Reproduce the material between the lines holding "the illuminated building" and "pixel 109 10", inclusive, with every "Quickstart" swapped for "Getting started" and everything else kept the same; give only those lines.

BEGIN Record extracts

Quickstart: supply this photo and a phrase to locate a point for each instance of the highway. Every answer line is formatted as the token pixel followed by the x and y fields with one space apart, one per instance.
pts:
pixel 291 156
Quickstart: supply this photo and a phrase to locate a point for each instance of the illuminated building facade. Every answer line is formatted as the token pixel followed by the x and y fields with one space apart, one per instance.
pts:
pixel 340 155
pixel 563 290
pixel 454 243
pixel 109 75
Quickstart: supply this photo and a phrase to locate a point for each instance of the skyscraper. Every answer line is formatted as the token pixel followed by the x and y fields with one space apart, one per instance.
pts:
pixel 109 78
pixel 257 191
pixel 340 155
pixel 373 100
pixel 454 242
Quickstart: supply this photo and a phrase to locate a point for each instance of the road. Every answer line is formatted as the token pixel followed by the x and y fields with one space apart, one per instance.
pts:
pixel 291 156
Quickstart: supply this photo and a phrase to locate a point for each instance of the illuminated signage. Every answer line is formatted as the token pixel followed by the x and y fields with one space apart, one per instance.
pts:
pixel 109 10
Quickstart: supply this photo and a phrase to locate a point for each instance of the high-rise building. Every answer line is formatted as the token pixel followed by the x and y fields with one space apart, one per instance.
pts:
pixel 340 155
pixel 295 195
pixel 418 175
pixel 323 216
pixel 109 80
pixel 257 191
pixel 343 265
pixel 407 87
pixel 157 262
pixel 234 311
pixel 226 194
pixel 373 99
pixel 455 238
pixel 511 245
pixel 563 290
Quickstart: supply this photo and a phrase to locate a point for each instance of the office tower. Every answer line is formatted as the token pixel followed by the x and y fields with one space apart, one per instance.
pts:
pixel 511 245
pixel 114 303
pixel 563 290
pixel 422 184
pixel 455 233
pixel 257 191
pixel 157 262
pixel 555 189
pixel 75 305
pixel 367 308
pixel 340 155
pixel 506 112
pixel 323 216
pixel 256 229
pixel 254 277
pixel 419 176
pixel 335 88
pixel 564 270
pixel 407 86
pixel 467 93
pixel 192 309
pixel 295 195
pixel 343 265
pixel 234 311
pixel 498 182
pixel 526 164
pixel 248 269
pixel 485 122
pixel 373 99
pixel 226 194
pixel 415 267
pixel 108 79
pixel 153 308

END Record extracts

Worked answer:
Getting started: supply this photo and a phrase to locate a point for each instance of the illuminated building facade. Every answer line is formatted as the token pixel followed by the x and y fields with one space apart, one per instance.
pts:
pixel 340 155
pixel 563 290
pixel 454 243
pixel 109 75
Getting started: supply this photo and a phrase to locate a point for each instance of the skyscraper. Every answer line is formatted as the token pixel followed by the x and y fields with one space apart, one per instance.
pts:
pixel 109 78
pixel 257 191
pixel 340 155
pixel 373 100
pixel 454 242
Getting started: supply this photo and a phrase to locate a point for each instance of the road. Every answer line is formatted as the token pixel followed by the x and y fields with one space apart, one per instance.
pts:
pixel 291 156
Getting started: supply this photo and a phrase to locate a point for each instance of the illuminated signage. Every answer line is formatted as the token pixel followed by the x and y fields with one space apart, one per instance.
pts:
pixel 109 10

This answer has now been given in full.